EXERCISE PROMPT:
Find how many lines in the material hold the word "camera", then state that number and nothing more.

EXTRACTED RECORDS:
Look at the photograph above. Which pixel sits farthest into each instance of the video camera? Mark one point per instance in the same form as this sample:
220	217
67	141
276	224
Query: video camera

RESULT:
2